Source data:
-- Opening Marker --
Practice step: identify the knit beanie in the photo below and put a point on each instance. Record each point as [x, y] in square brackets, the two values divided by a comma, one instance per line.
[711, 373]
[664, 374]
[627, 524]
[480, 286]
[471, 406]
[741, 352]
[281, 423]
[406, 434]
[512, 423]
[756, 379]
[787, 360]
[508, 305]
-- Closing Marker --
Give back all the records exactly as they stand.

> REPLY:
Practice step: identify the knit beanie in the photo below and put a point on each instance. Record each point as [x, y] in square brackets, the two values divided by a comma, one instance per line.
[711, 373]
[664, 374]
[627, 524]
[480, 286]
[471, 406]
[741, 352]
[281, 423]
[406, 434]
[512, 423]
[756, 379]
[787, 360]
[508, 305]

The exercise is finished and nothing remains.